* TASK SET:
a) According to the Times Square bomb text, since what time and day had Shahzad been under constant watch at his Bridgeport home?
b) For each statement below, say whether the Times Square bomb text agrees with it, and quote the words that decide it. (i) Upwards of 80% of a successful attack comes from the motivation and desire of the attacker. (ii) Typical INTEL sources showed an increase in chatter before the attack. (iii) The bomb maker's fertilizer added to the explosion.

==== SOURCE TEXT ====

It should be noted here that the crude, technically lacking bomb design itself should be no source of reassurance that the threat to New York City, its citizens, its tourists and its workers is minimal. It was a mistake for authorities and experts to publicly describe it as "amateurish." Americans taking in their information from news reports who see this written and hear it spoken will instinctively conclude that the threat is significantly less than feared. This is a mistake, because upwards of 80% of a successful attack comes from the motivation and desire of the attacker. This is far harder for terrorists to cultivate among recruits than skill levels and tactics. And the motivation and desire to kill innocents on New York City streets was clearly demonstrated Saturday.

While intending to make a bomb, the bomb maker, instead, had some fertilizer that doesn't add to an explosion, along with a couple of gas cans and propane tanks, plus some firecrackers. You might get something if you know what you are doing with that, but what was made was not going to kill anyone, unless the gasoline fire got out of control at the very worst of prospects. The will to kill does not bestow skill.

Thus the noting of the M-88s going off was the earliest warning sign of a potential terror attack in Times Square. There was no increase in 'chatter' from typical INTEL sources, a single posting from the Tahreek-e-Taliban that they were going to do many attacks in the US, but nothing directly about NYC until after the attack failed.

But after THAT the system 'worked', right?

This from Fox News 05 MAY 2010:

Shahzad had been under constant watch at his Bridgeport, Conn., home since 3 p.m. Monday and federal authorities had planned to arrest him there that evening, two people familiar with the investigation told The Associated Press. Authorities believe he decided to flee after being spooked by news reports that investigators were seeking a Pakistani suspect in Connecticut, one of the people said.

Shahzad somehow lost the investigators who were trailing him, the two people said. They spoke on condition of anonymity because they were not authorized to discuss the incident.

==== RECORD LIST ====

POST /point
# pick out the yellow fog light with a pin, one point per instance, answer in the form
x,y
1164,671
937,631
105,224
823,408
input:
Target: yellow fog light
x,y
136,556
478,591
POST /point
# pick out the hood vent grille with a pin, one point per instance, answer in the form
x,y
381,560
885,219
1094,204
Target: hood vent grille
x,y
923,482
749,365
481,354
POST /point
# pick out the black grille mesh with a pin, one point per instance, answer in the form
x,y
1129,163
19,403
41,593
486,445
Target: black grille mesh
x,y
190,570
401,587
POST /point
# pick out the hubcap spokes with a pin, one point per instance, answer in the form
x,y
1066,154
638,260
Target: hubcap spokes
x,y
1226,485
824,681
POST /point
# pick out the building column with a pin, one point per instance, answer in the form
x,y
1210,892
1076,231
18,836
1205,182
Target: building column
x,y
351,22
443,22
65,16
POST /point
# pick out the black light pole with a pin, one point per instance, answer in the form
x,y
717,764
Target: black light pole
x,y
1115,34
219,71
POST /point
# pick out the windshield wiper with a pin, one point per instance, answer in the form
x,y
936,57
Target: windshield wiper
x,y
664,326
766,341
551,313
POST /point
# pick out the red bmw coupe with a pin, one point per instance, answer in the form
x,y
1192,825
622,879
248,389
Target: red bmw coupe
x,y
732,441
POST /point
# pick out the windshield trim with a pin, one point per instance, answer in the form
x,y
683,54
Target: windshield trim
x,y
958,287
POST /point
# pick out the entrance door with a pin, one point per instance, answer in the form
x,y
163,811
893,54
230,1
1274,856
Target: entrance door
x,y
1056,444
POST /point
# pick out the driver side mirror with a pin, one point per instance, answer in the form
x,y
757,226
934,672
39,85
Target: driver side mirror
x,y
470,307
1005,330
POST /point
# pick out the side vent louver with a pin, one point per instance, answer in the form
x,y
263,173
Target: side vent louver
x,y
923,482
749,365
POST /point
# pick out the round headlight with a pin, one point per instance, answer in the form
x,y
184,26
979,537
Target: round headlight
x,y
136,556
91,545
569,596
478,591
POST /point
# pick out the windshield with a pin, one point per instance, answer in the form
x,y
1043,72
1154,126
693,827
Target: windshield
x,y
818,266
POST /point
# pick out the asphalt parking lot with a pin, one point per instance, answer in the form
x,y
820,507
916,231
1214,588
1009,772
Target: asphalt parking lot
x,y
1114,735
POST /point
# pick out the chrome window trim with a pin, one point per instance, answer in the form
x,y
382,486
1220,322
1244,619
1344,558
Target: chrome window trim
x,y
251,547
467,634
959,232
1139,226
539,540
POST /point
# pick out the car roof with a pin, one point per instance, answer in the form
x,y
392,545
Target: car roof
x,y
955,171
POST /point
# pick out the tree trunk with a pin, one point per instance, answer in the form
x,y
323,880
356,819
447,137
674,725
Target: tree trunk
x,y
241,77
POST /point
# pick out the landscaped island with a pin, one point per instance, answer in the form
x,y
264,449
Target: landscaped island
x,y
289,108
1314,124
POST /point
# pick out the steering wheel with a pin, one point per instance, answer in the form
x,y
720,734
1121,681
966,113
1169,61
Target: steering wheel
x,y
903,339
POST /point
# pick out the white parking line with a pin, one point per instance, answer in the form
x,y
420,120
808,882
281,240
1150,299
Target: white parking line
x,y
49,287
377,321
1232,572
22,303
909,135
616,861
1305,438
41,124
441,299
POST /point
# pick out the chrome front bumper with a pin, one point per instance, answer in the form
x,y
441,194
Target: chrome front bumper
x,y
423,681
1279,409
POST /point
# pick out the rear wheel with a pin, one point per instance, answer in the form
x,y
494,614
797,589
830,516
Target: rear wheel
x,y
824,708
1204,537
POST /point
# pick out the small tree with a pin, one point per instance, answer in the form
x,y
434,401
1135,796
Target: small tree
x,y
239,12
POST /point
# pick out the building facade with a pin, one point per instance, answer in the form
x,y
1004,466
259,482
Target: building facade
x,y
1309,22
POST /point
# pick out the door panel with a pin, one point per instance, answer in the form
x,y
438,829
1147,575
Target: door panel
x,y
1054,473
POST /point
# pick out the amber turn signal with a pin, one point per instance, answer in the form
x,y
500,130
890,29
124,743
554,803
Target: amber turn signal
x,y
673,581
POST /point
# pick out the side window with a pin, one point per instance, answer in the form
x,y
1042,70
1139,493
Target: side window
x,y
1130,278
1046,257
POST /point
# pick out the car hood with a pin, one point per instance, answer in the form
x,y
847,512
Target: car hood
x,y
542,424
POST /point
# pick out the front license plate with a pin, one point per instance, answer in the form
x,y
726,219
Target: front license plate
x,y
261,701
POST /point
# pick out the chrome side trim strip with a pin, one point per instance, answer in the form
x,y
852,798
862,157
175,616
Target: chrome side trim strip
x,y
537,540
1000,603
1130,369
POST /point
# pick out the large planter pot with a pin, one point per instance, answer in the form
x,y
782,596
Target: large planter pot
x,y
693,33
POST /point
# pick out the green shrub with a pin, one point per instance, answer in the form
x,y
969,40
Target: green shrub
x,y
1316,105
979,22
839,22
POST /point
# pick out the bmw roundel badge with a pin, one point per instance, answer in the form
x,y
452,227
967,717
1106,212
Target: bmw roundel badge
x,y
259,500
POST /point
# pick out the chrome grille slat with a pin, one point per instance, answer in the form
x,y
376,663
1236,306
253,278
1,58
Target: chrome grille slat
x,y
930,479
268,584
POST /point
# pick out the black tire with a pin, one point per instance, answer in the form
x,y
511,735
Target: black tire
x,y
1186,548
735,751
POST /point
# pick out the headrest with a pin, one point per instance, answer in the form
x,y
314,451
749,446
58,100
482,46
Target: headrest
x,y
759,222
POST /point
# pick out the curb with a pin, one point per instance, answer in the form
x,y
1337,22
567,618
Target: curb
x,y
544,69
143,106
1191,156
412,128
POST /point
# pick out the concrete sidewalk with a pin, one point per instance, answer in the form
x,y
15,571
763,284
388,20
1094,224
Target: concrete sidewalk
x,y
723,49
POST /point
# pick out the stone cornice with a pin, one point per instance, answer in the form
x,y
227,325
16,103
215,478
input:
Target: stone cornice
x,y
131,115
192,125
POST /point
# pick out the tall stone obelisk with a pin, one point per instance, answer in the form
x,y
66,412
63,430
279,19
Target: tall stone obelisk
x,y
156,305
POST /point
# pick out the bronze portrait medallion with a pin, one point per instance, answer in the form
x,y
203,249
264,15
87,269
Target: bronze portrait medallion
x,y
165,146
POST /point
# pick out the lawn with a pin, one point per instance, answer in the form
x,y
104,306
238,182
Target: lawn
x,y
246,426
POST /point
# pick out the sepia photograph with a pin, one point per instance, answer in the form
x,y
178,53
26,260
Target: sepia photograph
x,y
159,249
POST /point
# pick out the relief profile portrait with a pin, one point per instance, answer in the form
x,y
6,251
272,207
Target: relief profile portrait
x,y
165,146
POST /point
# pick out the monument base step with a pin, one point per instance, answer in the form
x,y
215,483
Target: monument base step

====

* FINAL RESULTS:
a) Since 3 p.m. Monday.

b)
(i) Yes: "upwards of 80% of a successful attack comes from the motivation and desire of the attacker."
(ii) No: "There was no increase in 'chatter' from typical INTEL sources."
(iii) No: "some fertilizer that doesn't add to an explosion."